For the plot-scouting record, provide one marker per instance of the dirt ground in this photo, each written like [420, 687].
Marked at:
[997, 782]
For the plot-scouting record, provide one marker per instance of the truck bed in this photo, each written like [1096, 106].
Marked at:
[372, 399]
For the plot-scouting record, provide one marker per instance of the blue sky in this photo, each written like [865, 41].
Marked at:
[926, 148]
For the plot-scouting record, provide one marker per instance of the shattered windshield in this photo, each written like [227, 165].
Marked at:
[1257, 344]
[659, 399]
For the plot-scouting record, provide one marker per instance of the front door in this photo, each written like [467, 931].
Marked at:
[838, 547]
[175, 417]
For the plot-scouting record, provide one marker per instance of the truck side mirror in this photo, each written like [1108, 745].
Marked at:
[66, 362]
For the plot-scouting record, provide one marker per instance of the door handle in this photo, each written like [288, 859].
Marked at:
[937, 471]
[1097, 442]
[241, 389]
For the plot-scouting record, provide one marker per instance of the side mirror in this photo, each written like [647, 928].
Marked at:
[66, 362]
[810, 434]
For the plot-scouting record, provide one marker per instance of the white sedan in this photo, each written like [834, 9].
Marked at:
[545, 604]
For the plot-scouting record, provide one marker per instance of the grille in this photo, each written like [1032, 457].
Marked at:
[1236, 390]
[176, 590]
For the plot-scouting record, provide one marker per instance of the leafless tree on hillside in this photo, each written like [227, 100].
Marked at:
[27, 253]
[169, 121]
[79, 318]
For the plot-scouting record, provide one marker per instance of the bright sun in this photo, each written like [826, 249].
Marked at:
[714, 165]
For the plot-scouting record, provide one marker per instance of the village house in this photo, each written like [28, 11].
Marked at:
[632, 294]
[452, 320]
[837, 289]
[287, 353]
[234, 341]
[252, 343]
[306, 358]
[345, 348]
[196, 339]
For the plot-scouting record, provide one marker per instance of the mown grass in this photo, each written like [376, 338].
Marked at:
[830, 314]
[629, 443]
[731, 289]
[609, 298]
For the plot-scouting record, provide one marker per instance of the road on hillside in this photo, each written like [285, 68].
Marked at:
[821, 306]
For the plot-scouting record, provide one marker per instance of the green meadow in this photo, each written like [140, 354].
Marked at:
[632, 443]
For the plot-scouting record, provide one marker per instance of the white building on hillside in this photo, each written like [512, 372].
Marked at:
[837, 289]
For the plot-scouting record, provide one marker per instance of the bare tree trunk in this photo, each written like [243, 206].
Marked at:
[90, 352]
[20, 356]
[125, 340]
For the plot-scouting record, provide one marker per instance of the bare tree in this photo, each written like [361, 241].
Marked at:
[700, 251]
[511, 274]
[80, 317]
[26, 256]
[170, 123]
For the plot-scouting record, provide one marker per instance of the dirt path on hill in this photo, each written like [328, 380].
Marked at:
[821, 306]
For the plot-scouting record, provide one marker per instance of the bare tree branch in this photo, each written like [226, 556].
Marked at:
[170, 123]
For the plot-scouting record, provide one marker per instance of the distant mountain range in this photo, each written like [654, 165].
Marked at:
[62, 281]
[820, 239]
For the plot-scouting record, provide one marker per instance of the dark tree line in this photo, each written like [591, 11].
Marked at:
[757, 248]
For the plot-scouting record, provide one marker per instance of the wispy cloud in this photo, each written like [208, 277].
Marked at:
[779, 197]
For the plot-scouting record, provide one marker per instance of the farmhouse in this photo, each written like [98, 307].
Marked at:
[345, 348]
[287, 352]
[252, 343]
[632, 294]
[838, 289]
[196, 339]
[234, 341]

● ● ●

Work to be completed:
Starting with the line that contains "like [654, 165]." and going on through the last of the rows, give those lines again with "plot-scouting" renamed to "field-scouting" and everything else left as it is. Give only those lines.

The response:
For the field-scouting record, provide one marker per instance of the distant mountain range in this photo, each written like [654, 165].
Marked at:
[62, 281]
[820, 239]
For the field-scouting record, provide one marker per instance of the dark tree line in this photo, each written like [591, 11].
Marked at:
[757, 248]
For the field-scouting record, provide one marker per instance of the wispy cloud in this photo, each written like [208, 277].
Marked at:
[779, 197]
For the field-scouting record, provide one marker per instance of the farmhouse in this photo, each written like [98, 307].
Marked at:
[345, 348]
[287, 352]
[252, 343]
[632, 294]
[838, 289]
[196, 339]
[234, 341]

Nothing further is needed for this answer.